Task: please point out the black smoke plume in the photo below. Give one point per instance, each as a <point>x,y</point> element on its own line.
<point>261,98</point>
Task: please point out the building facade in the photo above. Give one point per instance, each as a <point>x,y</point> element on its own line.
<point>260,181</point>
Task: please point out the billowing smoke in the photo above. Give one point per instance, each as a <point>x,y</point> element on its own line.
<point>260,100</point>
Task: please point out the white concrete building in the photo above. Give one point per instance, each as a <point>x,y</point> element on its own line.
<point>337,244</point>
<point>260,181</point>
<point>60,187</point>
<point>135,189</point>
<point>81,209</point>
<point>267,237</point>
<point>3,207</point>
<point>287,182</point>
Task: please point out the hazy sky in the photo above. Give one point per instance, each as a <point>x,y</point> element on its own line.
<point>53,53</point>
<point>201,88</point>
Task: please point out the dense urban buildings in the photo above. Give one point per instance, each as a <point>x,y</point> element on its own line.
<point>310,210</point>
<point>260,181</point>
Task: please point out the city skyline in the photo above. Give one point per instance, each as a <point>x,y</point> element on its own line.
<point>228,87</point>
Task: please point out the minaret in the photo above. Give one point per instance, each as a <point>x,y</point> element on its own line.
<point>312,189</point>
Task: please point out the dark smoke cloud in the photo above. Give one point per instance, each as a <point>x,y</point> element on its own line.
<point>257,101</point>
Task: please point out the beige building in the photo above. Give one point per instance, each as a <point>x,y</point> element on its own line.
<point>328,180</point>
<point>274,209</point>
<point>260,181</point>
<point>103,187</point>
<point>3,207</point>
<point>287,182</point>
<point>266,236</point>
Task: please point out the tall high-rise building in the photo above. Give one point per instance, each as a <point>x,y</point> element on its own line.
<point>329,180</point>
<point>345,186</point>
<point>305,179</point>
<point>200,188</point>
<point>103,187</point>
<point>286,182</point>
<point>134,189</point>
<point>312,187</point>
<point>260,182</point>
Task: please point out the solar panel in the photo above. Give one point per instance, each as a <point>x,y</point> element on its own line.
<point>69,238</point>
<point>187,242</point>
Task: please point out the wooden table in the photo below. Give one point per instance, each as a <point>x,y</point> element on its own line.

Exercise aim: Retype exactly. Start at the line with "Task: please point out the solar" and stop at the last line of the data.

Exercise response:
Task: please point out the solar panel in the photo above. Give one point per instance, each as a <point>x,y</point> element on its own line.
<point>69,238</point>
<point>187,242</point>
Task: please point out the wooden table in the photo below. Give one point per instance, each as a <point>x,y</point> element on its own line.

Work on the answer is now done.